AIM => Rewrite the rows from the line with "Scenario: pointer returns" to the line with "[[690, 486]]", replacing "wooden" with "timber" and leaving everything else the same.

RECORD LIST =>
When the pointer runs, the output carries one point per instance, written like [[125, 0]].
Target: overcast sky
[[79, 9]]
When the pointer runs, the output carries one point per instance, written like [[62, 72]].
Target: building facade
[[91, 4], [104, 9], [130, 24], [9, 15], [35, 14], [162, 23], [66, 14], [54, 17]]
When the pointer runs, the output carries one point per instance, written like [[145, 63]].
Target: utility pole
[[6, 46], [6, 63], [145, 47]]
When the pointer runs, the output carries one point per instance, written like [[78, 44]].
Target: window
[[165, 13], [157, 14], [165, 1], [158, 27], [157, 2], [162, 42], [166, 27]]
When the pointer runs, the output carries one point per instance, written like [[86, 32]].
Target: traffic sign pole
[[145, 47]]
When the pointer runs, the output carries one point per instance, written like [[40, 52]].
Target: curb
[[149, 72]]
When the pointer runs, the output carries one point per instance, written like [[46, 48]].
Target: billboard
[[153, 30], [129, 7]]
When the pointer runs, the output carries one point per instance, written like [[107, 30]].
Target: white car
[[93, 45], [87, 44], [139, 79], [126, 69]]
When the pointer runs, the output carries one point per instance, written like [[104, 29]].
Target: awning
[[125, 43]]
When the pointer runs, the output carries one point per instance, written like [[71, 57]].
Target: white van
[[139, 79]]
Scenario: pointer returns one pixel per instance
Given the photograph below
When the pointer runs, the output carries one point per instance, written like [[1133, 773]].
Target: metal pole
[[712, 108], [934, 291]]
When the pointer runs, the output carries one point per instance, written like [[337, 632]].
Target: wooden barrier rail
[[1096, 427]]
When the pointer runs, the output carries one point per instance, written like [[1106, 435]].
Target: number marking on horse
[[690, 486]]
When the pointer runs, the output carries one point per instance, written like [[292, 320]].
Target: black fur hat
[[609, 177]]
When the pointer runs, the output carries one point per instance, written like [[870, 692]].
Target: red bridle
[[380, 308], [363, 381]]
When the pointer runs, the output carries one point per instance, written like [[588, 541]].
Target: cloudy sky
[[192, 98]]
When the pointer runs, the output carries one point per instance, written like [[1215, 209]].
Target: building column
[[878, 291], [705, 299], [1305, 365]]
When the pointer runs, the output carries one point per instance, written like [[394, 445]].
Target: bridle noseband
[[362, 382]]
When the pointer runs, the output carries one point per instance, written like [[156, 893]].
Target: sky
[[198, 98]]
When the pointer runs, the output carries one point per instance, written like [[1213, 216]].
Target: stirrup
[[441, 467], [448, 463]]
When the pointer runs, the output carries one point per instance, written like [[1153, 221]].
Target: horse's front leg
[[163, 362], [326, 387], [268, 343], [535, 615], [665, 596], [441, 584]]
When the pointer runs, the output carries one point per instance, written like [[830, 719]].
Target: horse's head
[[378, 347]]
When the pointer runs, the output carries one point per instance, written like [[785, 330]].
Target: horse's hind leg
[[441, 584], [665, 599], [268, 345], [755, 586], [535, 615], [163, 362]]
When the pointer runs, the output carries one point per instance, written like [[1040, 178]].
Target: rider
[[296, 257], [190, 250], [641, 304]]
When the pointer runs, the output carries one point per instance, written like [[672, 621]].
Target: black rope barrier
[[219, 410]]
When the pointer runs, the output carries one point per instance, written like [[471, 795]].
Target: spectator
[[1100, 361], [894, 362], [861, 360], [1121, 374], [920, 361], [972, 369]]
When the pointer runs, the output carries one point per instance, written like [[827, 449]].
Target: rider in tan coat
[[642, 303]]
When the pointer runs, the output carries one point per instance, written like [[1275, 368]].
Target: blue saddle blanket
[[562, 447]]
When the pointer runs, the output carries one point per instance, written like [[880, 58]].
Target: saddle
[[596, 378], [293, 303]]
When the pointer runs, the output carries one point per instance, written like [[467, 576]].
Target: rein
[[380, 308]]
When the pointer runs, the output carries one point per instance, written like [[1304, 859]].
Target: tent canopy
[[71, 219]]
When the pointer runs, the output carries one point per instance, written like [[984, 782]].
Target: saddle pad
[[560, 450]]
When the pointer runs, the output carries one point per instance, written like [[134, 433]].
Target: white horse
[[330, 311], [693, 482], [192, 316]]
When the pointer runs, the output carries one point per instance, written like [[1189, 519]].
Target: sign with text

RESPONSE =>
Scenario: pointer returns one pixel per instance
Given the photograph below
When the pointer runs, the output carries one point per instance, written like [[1133, 773]].
Target: metal pole
[[712, 108], [934, 291]]
When the pointer runs, the output carries one point per instance, written like [[337, 632]].
Target: timber barrier rail
[[1096, 427]]
When the pointer runs, the output carries one point per instance, written like [[1106, 435]].
Target: number marking on horse
[[690, 486]]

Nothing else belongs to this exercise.